### [EXTRACT PROVIDED]
- Tarzan confronting La, from the cover of a paperback edition of Tarzan the Invincible by Edgar Rice Burroughs, Ballantine Books, 1974
- First appearance: The Return of Tarzan
- Created by: Edgar Rice Burroughs
- Portrayed by: Mademoiselle Kithnou

In-universe information
- Species: Human
- Gender: Female
- Occupation: Queen and High priestess, Witch
- Nationality: African

= La (Tarzan) =

La is a character in Edgar Rice Burroughs's series of Tarzan novels, the queen and high priestess of Opar, a lost city in the jungles of Africa. Opar is portrayed as a surviving colony of ancient Atlantis in which incredible riches have been stockpiled down through the ages. The city's population exhibits extreme sexual dimorphism caused by a combination of excessive inbreeding, cross-breeding with apes (which Burroughs treated as possible), and selective culling of offspring. Consequently, female Oparians are physically perfect, while male Oparians are hideous bestial creatures.

La first appeared in the second Tarzan novel, The Return of Tarzan (1913), and reappeared in the fifth, Tarzan and the Jewels of Opar (1916), the ninth, Tarzan and the Golden Lion (1923), and the fourteenth, Tarzan the Invincible (1930). She is also mentioned in the juvenile Tarzan story Tarzan and the Tarzan Twins, with Jad-Bal-Ja, the Golden Lion (1936), the events of which occur between Tarzan and the Golden Lion and Tarzan the Invincible.

### [RECORDS]
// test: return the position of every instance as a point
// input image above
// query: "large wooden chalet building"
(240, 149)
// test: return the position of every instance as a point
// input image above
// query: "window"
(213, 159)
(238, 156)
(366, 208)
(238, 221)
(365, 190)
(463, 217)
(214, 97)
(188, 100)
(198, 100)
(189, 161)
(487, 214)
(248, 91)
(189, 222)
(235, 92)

### [TASK BRIEF]
Using the article on La, explain in one to three sentences why female Oparians are physically perfect while male Oparians are hideous and bestial. The material has nothing to do with this exercise.

### [EXERCISE RESPONSE]
Opar's population shows extreme sexual dimorphism, caused by a combination of excessive inbreeding, cross-breeding with apes, and selective culling of offspring. As a consequence, the women are physically perfect and the men are hideous bestial creatures.